## WHAT TO DO
Rewrite everything from the line containing "If you could mark the light hardwood" down to the line containing "<point>445,377</point>" as a JSON list of strings, one string per line, leaving out blank lines.

## Dataset excerpts on object pointing
○ ○ ○

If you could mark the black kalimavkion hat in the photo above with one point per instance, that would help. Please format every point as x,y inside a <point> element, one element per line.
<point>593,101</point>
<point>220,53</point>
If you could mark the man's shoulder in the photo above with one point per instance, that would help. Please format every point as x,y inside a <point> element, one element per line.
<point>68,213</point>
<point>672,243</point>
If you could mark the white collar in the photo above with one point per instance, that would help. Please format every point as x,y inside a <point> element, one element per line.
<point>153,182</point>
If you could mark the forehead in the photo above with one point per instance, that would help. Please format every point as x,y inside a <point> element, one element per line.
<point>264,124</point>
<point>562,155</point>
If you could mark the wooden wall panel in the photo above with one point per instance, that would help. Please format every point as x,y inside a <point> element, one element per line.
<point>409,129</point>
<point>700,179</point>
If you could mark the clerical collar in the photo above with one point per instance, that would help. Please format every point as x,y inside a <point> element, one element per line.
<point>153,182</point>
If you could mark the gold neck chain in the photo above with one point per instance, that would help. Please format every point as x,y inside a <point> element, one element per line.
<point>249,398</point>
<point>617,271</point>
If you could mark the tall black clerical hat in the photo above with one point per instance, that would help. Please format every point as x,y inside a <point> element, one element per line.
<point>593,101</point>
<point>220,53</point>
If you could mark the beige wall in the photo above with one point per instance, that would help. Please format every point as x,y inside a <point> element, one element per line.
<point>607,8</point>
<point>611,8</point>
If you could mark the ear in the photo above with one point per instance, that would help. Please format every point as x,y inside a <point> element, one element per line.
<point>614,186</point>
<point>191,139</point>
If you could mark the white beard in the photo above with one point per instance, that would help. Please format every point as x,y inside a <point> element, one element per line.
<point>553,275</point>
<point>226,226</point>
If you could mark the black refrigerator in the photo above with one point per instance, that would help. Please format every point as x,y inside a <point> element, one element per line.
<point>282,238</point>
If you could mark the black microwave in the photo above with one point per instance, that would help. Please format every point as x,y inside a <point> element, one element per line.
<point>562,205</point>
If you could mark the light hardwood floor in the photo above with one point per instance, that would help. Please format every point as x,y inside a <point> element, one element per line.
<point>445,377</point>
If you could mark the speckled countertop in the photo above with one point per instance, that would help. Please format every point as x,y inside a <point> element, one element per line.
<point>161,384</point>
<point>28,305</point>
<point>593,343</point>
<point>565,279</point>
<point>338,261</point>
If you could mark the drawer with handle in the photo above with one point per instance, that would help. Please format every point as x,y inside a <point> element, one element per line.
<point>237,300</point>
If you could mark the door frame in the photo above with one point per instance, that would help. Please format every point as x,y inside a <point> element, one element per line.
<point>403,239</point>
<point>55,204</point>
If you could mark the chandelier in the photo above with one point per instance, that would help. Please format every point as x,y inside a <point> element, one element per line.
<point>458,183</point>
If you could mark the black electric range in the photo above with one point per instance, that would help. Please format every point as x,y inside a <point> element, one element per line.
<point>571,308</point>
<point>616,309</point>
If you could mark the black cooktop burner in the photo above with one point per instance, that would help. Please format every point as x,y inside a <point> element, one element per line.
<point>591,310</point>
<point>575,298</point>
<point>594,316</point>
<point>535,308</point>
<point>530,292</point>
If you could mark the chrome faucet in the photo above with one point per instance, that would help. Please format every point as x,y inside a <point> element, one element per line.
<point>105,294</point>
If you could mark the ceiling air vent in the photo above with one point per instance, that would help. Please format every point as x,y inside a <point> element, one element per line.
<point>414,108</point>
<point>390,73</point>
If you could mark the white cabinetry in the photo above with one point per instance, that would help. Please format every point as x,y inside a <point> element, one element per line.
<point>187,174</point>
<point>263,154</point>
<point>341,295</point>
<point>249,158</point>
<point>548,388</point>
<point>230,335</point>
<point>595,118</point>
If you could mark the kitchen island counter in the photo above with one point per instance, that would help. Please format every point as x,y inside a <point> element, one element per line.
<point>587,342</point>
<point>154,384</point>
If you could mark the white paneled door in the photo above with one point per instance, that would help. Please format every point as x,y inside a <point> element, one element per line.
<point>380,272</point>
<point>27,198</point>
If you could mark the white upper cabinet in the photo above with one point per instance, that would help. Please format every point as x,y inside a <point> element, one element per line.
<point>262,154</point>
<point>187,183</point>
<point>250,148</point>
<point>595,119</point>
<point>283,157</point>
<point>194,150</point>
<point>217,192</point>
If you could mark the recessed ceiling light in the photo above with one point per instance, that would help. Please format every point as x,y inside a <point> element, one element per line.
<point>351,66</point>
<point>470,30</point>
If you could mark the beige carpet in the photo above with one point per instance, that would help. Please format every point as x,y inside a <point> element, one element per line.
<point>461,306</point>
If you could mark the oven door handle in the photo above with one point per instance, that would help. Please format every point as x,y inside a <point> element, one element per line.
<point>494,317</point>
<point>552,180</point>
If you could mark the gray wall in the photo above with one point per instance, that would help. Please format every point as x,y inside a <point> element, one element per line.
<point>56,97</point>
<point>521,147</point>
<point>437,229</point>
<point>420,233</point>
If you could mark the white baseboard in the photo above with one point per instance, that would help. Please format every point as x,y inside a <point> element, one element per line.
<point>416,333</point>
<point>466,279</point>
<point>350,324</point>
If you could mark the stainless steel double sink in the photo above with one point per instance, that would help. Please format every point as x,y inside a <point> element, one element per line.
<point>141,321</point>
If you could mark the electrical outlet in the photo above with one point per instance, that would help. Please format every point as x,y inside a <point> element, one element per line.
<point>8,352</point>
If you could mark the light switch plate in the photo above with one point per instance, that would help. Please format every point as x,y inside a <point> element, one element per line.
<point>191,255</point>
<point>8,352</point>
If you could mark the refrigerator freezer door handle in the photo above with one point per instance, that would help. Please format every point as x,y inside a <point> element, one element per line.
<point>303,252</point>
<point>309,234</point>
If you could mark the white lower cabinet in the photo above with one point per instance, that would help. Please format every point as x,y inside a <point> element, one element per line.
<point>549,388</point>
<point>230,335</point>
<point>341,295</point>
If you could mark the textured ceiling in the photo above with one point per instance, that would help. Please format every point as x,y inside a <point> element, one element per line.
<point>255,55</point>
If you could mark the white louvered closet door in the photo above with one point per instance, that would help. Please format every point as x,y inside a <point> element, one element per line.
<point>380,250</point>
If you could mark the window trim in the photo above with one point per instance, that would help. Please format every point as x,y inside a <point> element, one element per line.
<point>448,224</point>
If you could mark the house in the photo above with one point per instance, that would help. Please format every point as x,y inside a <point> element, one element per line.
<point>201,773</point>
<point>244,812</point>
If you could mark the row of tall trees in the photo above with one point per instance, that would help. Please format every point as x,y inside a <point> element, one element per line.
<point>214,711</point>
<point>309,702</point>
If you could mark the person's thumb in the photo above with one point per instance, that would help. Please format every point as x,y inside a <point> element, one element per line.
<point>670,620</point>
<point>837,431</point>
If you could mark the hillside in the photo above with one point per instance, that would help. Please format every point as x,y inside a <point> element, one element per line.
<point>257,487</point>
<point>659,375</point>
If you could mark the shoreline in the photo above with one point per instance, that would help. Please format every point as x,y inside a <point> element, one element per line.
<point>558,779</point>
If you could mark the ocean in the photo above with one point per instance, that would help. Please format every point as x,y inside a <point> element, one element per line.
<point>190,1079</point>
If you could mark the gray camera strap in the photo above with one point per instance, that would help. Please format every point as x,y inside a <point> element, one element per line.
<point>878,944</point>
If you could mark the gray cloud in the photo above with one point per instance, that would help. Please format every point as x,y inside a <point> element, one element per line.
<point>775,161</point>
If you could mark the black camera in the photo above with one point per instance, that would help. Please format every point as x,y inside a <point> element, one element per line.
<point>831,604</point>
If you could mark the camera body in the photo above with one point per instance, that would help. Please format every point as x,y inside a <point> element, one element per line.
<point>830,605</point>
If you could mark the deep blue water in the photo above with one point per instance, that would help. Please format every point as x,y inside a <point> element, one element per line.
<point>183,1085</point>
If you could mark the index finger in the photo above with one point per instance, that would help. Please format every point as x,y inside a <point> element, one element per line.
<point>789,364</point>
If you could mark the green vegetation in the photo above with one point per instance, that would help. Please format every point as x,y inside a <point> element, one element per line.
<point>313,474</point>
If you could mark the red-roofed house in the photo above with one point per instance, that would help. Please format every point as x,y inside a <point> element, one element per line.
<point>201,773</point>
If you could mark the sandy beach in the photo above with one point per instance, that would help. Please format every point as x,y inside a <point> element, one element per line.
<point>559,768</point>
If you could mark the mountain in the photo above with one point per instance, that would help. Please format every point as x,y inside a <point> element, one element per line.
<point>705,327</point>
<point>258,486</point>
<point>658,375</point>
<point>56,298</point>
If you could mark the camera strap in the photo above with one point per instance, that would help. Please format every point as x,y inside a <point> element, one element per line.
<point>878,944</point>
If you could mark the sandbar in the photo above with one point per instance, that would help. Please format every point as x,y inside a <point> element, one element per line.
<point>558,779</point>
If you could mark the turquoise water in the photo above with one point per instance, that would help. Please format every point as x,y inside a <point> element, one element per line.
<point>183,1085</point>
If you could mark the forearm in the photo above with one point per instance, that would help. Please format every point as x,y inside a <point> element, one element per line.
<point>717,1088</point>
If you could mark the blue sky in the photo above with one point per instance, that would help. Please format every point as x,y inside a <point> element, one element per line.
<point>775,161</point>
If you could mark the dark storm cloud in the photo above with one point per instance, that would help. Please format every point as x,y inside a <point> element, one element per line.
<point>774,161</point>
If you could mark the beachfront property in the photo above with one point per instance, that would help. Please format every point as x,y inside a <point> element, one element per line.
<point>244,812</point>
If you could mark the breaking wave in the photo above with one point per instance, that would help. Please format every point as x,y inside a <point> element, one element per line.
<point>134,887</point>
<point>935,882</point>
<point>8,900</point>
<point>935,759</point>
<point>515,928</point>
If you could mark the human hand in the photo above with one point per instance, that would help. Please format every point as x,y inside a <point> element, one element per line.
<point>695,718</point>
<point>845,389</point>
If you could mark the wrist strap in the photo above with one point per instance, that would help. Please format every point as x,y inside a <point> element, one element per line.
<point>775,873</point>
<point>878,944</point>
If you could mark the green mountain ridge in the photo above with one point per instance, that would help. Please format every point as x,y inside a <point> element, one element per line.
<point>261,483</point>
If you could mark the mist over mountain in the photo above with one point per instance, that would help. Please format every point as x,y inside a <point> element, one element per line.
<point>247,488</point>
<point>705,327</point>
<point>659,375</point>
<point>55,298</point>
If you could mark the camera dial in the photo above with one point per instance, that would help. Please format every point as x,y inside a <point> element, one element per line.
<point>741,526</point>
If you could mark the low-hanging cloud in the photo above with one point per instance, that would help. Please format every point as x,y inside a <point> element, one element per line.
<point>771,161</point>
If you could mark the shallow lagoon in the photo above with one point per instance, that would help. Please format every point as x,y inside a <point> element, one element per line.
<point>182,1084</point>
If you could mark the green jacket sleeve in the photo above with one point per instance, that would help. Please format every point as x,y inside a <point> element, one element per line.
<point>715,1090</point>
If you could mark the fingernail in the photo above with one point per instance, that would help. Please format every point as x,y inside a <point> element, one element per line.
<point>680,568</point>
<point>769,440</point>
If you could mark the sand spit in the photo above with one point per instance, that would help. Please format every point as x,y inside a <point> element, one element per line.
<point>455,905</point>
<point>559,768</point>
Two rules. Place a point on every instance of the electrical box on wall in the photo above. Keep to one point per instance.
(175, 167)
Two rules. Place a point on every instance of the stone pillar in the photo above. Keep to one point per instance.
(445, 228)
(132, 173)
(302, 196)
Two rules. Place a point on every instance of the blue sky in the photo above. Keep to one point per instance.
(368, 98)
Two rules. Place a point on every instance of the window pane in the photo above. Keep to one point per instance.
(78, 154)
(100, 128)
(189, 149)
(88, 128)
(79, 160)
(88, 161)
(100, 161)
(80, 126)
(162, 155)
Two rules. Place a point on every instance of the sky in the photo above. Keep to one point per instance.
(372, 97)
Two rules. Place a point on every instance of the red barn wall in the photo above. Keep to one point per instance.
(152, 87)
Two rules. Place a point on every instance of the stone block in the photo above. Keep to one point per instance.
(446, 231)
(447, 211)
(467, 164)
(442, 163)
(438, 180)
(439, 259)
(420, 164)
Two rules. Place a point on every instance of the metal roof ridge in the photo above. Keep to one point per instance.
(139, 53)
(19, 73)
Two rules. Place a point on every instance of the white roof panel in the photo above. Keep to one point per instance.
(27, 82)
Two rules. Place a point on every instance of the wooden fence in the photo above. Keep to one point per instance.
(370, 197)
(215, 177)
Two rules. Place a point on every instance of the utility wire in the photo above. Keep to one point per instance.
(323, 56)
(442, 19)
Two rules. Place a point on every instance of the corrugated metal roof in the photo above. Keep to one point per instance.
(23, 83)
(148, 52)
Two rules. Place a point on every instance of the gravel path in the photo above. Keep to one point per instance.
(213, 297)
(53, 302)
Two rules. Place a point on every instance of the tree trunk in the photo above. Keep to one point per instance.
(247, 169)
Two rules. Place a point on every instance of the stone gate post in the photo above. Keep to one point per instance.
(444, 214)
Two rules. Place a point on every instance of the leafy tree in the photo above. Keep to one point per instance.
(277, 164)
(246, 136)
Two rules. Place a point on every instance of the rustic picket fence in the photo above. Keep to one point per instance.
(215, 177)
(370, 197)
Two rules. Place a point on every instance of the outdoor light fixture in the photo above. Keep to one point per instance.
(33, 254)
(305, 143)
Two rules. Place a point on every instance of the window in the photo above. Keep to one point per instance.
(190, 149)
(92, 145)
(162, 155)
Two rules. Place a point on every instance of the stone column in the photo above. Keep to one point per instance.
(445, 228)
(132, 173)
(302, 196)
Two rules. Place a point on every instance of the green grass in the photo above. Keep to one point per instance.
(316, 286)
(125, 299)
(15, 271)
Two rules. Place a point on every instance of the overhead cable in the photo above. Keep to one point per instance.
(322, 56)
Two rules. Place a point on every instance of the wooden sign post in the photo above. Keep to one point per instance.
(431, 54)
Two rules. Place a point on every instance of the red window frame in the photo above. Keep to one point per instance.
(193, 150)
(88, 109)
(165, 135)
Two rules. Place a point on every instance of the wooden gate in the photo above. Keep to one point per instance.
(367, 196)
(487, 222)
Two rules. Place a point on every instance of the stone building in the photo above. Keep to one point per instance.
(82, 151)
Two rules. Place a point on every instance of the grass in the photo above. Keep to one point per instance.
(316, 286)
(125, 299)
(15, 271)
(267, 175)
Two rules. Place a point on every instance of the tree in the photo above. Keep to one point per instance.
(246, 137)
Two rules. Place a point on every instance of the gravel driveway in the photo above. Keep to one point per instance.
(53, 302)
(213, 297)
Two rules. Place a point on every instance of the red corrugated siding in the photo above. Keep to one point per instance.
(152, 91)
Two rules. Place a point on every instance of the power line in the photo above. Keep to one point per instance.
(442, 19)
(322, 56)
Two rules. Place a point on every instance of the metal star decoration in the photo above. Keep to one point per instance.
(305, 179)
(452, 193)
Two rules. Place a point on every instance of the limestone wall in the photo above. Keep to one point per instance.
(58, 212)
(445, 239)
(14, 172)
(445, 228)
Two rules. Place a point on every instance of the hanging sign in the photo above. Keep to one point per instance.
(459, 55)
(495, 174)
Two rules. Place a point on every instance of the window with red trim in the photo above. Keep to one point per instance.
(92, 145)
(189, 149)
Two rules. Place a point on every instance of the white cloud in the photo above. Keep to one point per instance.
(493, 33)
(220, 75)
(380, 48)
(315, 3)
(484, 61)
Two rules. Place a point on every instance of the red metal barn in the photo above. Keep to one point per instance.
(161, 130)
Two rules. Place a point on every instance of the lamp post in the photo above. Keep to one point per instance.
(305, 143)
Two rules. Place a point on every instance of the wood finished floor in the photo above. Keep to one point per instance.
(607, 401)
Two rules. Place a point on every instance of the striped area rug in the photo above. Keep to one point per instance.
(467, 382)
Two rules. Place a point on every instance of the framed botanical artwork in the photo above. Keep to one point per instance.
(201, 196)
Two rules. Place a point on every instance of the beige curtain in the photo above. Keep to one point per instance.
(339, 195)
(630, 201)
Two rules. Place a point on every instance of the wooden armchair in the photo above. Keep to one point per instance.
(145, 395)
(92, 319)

○ ○ ○

## SOLUTION TO THIS PROBLEM
[
  "If you could mark the light hardwood floor in the photo above with one point per instance, that would help. Please format every point as x,y inside a <point> element, one element per line.",
  "<point>445,377</point>"
]